→ **TEXTO PROPUESTO**:
Hay personas cuya identidad no se sostiene en una afirmación, sino en una negación. No saben quiénes son, sólo saben contra qué luchan, qué odian, qué quieren ver caer. Su yo es un espejo invertido: se reconocen únicamente por oposición. No construyen, se definen reaccionando.
¡Abajo el patriarcado!
A primera vista, esta postura puede parecer un gesto de libertad: desmarcarse, romper cadenas, enfrentarse a lo que se considera injusto o asfixiante. Pero cuando la identidad se reduce a un "anti", cuando la energía vital se concentra en negar, algo profundo se deteriora. La persona deja de ser sujeto para convertirse en réplica. Su autonomía es una ilusión: vive presa del objeto que combate.
Las causas cambian, las palabras se renuevan, pero el mecanismo es siempre el mismo. El anti-católico termina obsesionado con la Iglesia que dice despreciar. El anti-patriota no habla de otra cosa que de la patria que odia. El anti-capitalista vive en función del capitalismo que combate. El anti-machista se alimenta exclusivamente de lo que considera machista. Y así sucesivamente. El enemigo sostiene la identidad más que cualquier convicción positiva.
La paradoja es cruel: cuanto más se proclama la ruptura, más dependencia se crea. Una identidad edificada sobre la negación está siempre al borde del derrumbe, porque necesita permanentemente aquello que detesta. Si el adversario desapareciera, también desaparecería el yo que se levantó contra él. Por eso ciertos militantes, cuando por fin alcanzan sus metas, viven una extraña sensación de vacío. No queda nada. No saben hacia dónde caminar cuando el enemigo deja de ocuparlo todo.
Además, la identidad negativa suele generar un clima emocional devastador. Alimenta la rabia, la reactividad, la necesidad constante de conflicto. La vida se convierte en un campo de batalla sin descanso. Todo se percibe como agresión o amenaza. No hay pausa, ni silencio, ni respiración. Y en ese desgaste continuo se pierde la ternura, la imaginación, la capacidad de construir algo que no sea trincheras. Se erosiona la propia alma.

→ **EXTRACTOS DE ENTRADAS**:
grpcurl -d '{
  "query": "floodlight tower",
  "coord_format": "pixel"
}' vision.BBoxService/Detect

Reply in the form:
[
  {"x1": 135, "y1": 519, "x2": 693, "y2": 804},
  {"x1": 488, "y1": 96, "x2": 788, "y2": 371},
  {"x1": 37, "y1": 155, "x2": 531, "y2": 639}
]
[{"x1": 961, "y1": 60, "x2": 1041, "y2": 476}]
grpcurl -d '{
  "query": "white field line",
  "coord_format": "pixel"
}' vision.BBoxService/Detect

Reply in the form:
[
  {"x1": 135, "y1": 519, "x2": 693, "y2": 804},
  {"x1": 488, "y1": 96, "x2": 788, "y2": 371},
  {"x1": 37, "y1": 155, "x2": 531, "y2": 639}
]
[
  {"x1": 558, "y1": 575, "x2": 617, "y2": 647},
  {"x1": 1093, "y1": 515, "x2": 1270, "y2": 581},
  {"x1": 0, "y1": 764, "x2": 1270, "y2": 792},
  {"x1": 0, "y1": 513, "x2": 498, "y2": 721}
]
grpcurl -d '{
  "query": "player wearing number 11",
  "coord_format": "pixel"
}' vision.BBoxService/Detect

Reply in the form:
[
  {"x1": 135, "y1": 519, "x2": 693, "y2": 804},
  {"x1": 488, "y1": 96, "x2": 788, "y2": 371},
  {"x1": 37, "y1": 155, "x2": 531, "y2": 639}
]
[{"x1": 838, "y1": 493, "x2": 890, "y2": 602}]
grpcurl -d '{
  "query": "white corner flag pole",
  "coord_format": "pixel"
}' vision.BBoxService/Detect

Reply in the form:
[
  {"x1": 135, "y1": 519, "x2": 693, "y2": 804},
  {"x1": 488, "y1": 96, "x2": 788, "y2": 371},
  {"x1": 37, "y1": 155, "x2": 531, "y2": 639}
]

→ **TAREAS**:
[a] Traduce al inglés esta oración del texto sobre la identidad negativa: "La paradoja es cruel: cuanto más se proclama la ruptura, más dependencia se crea."
[b] Responde a estas preguntas sobre el texto sobre la identidad negativa:
(i) ¿Con qué imagen se describe el yo de estas personas?
(ii) ¿Qué sensación experimentan ciertos militantes cuando por fin alcanzan sus metas?
(iii) ¿Qué se pierde en el desgaste continuo de la vida convertida en campo de batalla?
[c] Prosigue el texto sobre la identidad negativa a partir de su última oración.
Las entradas no guardan relación alguna con el texto sobre la identidad negativa.

→ **RESPUESTAS**:
[a] The paradox is cruel: the more the break is proclaimed, the more dependence is created.

[b]
(i) Con la imagen de un espejo invertido.
(ii) Una extraña sensación de vacío.
(iii) Se pierden la ternura, la imaginación y la capacidad de construir algo que no sea trincheras.

[c]
La identidad que nace del "anti" también distorsiona la percepción moral. Cuando uno se cree definido por la lucha contra un mal absoluto, se autoriza todo tipo de excesos. El fin justifica cualquier medio. Se demoniza al otro para justificar una agresividad que, de no haber enemigo, sería inaceptable. El odio se vuelve virtud y la duda, sospecha. Basta mirar ciertos movimientos—de izquierdas, de derechas, religiosos, ateos—para ver cómo esa dinámica devora incluso a quienes comenzaron con buenas intenciones.
¿Qué alternativa queda? Una identidad que brote de una afirmación. No para ocultar los conflictos reales del mundo, sino para que la lucha no sea el único alimento del espíritu. Es posible defender causas nobles sin transformarlas en la razón total de la existencia. Uno puede enfrentarse a injusticias sin convertirlas en un tótem que determine cada gesto. La resistencia puede ser parte del camino, pero no su esencia.
A la larga, sólo lo afirmativo sostiene. Sólo lo que se ama —una verdad, una forma de vida, una esperanza, un modo de estar en el mundo— puede servir de raíz. La negación puede limpiar el terreno, pero nunca es cimiento. Lo que se construye desde el rencor está condenado a derrumbarse.
Ser contra algo es fácil. Ser alguien es mucho más arduo.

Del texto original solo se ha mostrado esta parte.